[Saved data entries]
>> begin
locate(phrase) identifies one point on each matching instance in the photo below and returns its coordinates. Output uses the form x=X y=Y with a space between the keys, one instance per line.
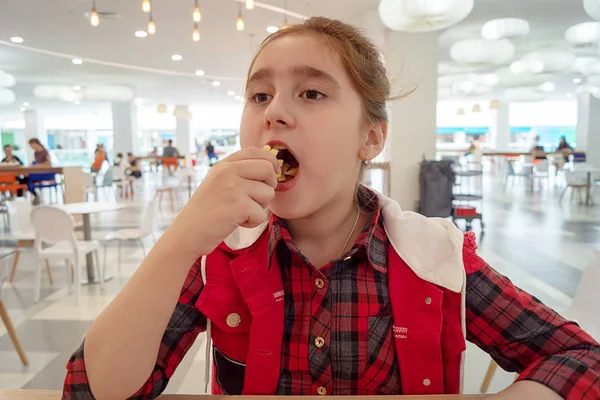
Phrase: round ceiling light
x=6 y=79
x=592 y=7
x=481 y=53
x=504 y=28
x=584 y=33
x=7 y=96
x=423 y=16
x=549 y=61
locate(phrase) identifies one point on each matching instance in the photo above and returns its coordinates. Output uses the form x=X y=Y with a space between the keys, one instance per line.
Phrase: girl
x=337 y=291
x=41 y=155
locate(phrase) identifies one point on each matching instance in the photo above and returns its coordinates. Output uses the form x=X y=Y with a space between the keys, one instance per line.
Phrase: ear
x=374 y=141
>> end
* **Exercise directions**
Write out every line of the records again, requests included, but leave out the pictures. Rescale each coordinate in the answers by multiplying it by 0.55 and rounding to the nearest whole number, with halves rounded up.

* **Finished exercise**
locate(phrase) identifies one point on each matching instance in the photo below and returns its coordinates. Output uses the form x=X y=Y with a space between the keys, one instance per line.
Phrase: round ceiling light
x=3 y=43
x=326 y=4
x=265 y=29
x=277 y=15
x=321 y=18
x=4 y=53
x=233 y=9
x=302 y=34
locate(phrase) identifies one point on each matching instance in the photo above and returns its coordinates. Output uses the form x=X y=Y with a space between the keys, one instance per line.
Phrase: girl
x=185 y=160
x=23 y=85
locate(phrase) identifies one point on each matching instance in the photo above and returns its coordinates. Output uses the form x=X y=Y with a space between the keys, one instance per line.
Phrase: ear
x=206 y=78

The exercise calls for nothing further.